[RECORDS FOR THE TASK]:
----------------------------------------

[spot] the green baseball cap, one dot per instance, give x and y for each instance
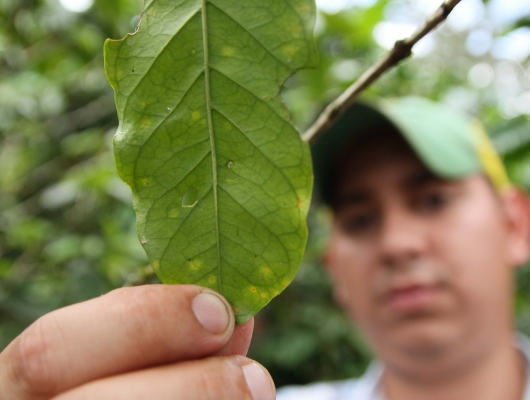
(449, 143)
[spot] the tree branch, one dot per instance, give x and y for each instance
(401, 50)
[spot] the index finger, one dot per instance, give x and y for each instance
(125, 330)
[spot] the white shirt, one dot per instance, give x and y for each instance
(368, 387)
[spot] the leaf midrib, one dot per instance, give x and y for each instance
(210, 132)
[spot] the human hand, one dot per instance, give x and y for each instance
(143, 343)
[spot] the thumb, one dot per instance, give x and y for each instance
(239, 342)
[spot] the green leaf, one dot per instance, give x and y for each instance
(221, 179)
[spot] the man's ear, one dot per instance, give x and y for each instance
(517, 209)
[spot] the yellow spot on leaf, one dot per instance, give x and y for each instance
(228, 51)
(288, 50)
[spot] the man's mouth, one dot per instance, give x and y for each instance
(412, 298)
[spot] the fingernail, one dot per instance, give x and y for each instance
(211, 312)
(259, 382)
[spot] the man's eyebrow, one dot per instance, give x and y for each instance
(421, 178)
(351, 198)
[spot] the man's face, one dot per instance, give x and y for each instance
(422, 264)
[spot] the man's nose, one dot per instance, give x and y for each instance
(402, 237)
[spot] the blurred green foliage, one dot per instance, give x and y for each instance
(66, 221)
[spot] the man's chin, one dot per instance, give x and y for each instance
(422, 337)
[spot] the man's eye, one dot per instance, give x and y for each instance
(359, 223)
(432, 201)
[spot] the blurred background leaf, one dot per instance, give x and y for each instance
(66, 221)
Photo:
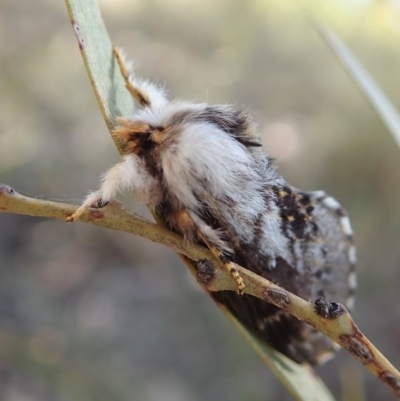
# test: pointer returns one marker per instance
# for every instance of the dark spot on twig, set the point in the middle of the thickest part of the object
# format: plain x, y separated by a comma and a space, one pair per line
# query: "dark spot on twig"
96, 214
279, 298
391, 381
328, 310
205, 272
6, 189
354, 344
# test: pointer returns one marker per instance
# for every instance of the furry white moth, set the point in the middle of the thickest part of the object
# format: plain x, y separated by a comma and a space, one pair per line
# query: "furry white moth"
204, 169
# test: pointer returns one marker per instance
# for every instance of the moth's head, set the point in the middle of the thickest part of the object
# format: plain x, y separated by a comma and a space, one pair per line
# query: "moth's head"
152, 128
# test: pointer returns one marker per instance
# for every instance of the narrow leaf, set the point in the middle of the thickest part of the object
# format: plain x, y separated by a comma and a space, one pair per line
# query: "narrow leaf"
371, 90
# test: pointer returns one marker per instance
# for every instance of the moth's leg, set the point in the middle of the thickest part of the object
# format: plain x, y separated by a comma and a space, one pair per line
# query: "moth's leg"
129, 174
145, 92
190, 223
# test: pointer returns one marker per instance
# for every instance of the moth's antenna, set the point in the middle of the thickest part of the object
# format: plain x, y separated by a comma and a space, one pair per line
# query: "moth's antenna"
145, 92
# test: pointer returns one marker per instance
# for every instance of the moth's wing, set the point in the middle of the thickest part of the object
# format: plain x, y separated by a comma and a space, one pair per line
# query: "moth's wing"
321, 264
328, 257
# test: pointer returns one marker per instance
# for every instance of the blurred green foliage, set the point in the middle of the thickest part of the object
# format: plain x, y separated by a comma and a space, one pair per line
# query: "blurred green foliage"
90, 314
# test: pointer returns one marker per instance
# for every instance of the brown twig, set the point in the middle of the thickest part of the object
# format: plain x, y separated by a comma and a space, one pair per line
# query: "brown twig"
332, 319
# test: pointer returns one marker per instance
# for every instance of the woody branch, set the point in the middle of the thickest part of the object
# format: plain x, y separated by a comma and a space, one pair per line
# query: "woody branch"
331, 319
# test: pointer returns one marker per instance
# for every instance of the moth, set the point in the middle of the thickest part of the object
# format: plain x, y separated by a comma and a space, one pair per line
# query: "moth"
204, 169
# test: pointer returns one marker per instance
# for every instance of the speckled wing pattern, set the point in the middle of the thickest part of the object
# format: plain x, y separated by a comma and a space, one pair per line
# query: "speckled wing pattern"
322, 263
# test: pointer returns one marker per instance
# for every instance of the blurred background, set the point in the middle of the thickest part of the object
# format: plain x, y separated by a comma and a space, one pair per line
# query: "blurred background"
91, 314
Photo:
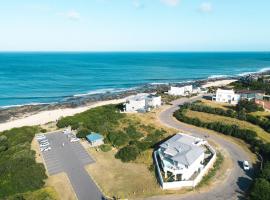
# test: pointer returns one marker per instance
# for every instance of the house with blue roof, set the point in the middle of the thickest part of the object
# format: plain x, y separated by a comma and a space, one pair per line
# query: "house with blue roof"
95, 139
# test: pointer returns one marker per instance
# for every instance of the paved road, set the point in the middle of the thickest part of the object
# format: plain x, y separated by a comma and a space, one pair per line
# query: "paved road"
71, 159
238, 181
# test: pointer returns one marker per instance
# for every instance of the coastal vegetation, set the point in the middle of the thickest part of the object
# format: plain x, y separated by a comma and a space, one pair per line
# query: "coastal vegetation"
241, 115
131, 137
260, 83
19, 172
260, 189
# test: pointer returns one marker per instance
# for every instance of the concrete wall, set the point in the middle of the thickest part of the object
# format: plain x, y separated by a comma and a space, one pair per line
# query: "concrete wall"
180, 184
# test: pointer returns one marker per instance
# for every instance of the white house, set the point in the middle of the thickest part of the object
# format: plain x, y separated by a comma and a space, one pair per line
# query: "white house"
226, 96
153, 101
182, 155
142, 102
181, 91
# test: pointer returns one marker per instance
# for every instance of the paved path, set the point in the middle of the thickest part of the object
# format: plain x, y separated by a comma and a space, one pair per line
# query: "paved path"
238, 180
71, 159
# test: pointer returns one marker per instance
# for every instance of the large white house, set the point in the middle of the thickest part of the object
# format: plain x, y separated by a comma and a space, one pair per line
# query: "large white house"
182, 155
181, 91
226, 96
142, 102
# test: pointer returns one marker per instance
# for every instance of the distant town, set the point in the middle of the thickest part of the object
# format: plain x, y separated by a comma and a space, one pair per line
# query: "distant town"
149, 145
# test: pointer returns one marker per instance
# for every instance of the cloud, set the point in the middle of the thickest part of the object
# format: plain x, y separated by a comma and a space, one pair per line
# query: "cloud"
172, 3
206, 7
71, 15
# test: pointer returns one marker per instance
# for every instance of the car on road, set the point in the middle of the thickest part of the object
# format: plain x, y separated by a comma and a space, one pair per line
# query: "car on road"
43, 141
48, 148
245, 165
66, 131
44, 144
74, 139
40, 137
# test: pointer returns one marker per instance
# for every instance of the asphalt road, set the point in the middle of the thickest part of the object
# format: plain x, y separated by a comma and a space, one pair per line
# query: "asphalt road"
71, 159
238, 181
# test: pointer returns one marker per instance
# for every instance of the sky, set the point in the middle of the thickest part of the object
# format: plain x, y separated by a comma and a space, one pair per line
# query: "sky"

----------------------------------------

[EXERCISE]: Find every line in the material above that contains the word "antenna" and copy each one out. Match case exactly.

[SOLVED EXERCISE]:
# for every instance of the moth's antenna, set the point in the middle of the thickest part of the object
# query: "moth's antenna"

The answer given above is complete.